__Document section__
* * *

[Haskell-cafe] [0/16] SBM: Simple Bytestring Microbenchmarks, Overview and Introduction

Sat Dec 22 04:16:52 EST 2007

Table of contents:
0/16	This email
1/16	The Haskell and C benchmarks
2/16	Inner loops of the hand-tweaked assembly benchmarks
3/16	The Makefile
4/16	How to use the Makefile (how to run benchmarks etc.)
5/16	Support scripts and scriptlets
6/16	6.9.20071124 Athlon Duron
7/16	6.9.20071208 Core Duo
8/16	6.9.20071119 Pentium III
9/16	6.9.20071119 Athlon64
10/16	Graphs for 6.9.x across four cpus
11/16	Graphs for hand-tweaked assembly benchmarks
12/16	Graphs for 7 ghc/bytestring combinations on a 2GHz Athlon64 300+
13/16	Graphs that show the infidelity of -sstderr
14/16	Behind the measurements (rationale)
15/16	Predictions compared to the measurements
16/16	Discussion and Conclusion

Simple Bytestring Microbenchmarks
---------------------------------

Introduction
------------
I love parsers.  I have been writing parsers for fun for over twenty years.
The nicest way to construct a parser used to be to write a recursive descent
parser by hand.  If you had to work with people who'd had the misfortune of
a university education, you would resort to lex and yacc (flex and bison),
despite their many shortcomings.

Combinator parsers is the only real improvement over hand-written recursive
descent parsers that I know of.  They do tend to require features that not all
languages provide.  I don't know how to write a good one in C, for example.
They do work very well in Haskell, though.

So, I've started writing a parser in Haskell (ghc, really) for the programming
language X++.  X++ is not a nice language but that's beside the point.  The
challenge for me is to write an efficient compiler + provide good analysis
tools for X++.  I think I stand a better chance of doing that in Haskell (ghc)

* * *

__Extracted data entries__
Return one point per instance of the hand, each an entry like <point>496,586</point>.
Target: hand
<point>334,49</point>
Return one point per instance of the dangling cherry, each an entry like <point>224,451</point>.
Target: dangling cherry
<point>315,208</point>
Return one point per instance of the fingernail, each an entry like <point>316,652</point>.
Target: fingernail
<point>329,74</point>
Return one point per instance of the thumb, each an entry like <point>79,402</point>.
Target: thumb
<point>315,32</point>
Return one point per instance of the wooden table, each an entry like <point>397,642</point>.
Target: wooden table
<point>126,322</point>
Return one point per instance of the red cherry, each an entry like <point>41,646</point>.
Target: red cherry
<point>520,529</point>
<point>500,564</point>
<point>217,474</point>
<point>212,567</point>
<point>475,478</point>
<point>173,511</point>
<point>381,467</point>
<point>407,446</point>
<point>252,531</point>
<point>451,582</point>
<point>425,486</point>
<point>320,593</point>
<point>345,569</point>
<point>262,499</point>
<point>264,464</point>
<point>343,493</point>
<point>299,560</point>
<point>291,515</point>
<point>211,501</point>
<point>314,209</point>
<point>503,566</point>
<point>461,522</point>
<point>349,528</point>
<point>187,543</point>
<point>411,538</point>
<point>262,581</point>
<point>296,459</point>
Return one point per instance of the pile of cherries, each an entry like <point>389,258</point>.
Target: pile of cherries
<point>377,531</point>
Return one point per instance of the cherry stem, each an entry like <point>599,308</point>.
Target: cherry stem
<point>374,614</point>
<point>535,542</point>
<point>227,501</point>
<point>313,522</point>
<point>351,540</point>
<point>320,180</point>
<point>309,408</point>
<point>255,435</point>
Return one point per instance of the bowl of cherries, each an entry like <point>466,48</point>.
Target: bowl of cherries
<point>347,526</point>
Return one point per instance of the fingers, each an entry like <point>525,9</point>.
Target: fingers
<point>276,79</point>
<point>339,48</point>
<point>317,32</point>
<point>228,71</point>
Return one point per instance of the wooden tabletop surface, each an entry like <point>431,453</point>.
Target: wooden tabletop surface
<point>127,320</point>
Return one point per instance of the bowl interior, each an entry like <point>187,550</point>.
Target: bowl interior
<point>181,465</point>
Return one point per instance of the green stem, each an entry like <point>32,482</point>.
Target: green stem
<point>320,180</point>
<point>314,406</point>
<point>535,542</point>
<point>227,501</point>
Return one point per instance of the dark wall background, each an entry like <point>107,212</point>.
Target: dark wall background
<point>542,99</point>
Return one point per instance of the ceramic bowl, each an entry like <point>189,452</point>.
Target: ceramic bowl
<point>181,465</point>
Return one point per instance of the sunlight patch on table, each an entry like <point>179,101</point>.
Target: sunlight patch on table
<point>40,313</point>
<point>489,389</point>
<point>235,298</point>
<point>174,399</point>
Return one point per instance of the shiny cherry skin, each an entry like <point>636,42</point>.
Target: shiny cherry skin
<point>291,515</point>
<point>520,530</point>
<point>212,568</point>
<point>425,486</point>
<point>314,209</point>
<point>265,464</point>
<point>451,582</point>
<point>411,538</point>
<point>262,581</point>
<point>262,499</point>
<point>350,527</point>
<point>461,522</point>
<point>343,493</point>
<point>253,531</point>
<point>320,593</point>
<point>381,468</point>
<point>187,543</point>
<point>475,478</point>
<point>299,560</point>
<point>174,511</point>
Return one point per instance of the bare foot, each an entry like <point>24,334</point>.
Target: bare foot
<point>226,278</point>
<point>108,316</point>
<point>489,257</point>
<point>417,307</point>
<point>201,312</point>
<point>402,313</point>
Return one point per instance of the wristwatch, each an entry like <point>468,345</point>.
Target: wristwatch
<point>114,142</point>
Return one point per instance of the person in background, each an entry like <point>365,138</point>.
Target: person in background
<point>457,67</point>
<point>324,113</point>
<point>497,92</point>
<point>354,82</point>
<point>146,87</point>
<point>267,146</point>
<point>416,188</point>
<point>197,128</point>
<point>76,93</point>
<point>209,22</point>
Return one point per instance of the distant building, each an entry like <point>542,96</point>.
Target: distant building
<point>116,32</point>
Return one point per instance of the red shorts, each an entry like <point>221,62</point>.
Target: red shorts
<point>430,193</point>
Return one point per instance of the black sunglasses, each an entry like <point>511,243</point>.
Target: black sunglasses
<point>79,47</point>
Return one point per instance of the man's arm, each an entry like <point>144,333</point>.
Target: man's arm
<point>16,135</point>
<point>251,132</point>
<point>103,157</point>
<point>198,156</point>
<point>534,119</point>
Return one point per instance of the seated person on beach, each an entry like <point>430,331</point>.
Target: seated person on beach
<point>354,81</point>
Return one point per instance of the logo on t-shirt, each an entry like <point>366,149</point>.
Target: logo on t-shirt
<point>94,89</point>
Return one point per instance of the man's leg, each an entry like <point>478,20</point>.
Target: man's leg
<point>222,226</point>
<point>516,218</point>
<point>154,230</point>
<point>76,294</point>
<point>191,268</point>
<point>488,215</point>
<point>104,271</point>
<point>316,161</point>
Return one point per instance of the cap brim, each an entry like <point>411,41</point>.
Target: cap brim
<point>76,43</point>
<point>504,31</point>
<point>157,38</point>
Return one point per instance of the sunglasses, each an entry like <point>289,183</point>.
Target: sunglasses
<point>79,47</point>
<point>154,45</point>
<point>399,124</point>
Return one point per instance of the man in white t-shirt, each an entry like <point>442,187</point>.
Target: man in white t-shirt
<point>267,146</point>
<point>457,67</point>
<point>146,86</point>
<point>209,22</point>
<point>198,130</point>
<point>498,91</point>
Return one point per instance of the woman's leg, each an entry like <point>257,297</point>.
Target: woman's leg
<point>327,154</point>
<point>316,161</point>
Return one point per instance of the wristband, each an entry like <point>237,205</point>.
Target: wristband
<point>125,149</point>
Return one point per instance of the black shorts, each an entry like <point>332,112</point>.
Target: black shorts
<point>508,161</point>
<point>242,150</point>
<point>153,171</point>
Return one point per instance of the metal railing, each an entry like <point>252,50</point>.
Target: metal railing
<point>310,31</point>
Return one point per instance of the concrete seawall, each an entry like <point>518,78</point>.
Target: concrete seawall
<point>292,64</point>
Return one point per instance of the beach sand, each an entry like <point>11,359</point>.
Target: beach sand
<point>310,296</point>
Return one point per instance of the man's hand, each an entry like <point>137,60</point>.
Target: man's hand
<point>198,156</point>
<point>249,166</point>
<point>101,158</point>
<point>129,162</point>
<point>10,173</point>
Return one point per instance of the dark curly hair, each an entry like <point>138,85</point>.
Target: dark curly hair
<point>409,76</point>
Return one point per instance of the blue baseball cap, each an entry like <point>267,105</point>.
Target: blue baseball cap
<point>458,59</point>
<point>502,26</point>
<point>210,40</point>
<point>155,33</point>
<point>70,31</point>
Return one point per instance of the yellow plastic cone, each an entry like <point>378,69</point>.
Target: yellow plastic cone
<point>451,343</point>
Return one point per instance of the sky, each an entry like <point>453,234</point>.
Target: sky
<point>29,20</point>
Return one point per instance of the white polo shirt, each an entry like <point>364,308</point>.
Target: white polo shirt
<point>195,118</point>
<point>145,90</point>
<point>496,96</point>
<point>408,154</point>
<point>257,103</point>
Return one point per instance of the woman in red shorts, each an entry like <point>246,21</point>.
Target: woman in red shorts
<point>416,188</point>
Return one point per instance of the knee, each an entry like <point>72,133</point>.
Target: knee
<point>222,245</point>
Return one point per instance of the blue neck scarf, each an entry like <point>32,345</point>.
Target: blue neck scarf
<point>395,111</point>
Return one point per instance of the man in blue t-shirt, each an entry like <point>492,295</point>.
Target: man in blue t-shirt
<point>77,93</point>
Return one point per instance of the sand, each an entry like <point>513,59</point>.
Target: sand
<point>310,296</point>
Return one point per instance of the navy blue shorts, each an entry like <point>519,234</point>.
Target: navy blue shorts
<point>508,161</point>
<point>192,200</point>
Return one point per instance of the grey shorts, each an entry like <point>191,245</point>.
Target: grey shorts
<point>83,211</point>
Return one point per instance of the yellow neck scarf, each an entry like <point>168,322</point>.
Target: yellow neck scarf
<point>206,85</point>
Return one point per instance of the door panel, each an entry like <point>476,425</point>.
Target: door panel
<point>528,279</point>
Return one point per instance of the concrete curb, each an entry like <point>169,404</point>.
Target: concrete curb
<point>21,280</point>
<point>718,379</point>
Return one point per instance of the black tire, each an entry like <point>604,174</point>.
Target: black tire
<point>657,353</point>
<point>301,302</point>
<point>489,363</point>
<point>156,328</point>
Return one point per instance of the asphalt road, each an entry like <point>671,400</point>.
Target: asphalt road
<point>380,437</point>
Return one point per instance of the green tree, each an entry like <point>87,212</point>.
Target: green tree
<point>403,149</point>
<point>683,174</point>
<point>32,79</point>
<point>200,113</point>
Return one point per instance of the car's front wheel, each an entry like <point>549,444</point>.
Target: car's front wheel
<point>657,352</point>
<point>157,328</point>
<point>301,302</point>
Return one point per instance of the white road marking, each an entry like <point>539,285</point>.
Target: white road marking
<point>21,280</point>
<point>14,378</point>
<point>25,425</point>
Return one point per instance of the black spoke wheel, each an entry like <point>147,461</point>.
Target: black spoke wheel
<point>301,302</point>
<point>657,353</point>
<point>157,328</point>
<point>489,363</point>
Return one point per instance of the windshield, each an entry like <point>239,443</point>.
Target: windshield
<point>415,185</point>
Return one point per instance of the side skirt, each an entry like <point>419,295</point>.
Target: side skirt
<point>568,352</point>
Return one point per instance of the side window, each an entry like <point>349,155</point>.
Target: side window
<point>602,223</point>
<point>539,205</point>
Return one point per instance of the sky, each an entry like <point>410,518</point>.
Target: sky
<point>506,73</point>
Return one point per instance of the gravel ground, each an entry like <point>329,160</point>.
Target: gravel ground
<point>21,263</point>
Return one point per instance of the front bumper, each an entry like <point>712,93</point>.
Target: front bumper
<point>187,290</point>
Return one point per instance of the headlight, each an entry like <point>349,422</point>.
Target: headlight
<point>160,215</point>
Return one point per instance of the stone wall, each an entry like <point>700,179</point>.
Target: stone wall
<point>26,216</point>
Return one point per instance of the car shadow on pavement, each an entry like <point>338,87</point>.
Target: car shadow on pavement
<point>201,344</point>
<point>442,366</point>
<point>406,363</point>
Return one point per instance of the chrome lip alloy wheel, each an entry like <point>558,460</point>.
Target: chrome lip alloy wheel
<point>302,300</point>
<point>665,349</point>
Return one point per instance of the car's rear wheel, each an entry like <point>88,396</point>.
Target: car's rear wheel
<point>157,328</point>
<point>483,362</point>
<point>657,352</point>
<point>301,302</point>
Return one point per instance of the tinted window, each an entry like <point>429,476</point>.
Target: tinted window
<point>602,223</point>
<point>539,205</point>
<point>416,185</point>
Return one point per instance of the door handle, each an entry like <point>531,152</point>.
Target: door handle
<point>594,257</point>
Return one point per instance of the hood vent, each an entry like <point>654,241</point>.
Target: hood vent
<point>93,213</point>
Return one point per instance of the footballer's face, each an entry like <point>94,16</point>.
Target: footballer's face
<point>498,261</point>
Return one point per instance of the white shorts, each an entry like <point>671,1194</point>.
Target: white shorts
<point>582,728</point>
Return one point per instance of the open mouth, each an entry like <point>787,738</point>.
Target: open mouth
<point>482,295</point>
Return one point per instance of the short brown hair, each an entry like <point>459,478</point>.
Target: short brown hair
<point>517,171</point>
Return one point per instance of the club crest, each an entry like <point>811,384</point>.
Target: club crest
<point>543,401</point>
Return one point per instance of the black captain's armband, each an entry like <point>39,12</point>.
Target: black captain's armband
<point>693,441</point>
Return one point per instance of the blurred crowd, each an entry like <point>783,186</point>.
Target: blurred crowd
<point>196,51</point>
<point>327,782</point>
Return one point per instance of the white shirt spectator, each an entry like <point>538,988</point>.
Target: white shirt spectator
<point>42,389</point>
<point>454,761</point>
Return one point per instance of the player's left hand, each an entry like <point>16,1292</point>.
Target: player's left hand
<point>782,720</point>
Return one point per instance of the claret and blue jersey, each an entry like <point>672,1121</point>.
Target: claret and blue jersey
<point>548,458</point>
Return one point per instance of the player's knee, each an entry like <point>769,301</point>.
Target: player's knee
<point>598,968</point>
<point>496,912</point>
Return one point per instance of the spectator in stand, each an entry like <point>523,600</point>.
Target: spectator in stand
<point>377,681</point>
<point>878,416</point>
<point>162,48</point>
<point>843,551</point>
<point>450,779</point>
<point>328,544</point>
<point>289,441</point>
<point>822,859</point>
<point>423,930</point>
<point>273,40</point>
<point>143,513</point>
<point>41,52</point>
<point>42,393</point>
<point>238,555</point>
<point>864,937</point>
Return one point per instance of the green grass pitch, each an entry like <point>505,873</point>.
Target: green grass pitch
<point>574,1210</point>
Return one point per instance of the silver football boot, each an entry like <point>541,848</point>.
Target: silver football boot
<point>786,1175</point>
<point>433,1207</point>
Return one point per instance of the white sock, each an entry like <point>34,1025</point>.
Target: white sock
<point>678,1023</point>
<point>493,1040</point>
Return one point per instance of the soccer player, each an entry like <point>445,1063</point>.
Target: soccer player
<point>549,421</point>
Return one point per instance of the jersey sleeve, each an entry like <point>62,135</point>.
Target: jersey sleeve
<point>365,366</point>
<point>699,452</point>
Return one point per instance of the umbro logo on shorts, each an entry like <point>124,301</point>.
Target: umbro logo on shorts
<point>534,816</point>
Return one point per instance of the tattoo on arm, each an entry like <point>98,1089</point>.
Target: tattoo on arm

* * *

Reproduce word for word the part of the mailing list post between "The nicest way" and "in Haskell, though.", inclusive. The entries stand apart from the mailing list post.

The nicest way to construct a parser used to be to write a recursive descent
parser by hand.  If you had to work with people who'd had the misfortune of
a university education, you would resort to lex and yacc (flex and bison),
despite their many shortcomings.

Combinator parsers is the only real improvement over hand-written recursive
descent parsers that I know of.  They do tend to require features that not all
languages provide.  I don't know how to write a good one in C, for example.
They do work very well in Haskell, though.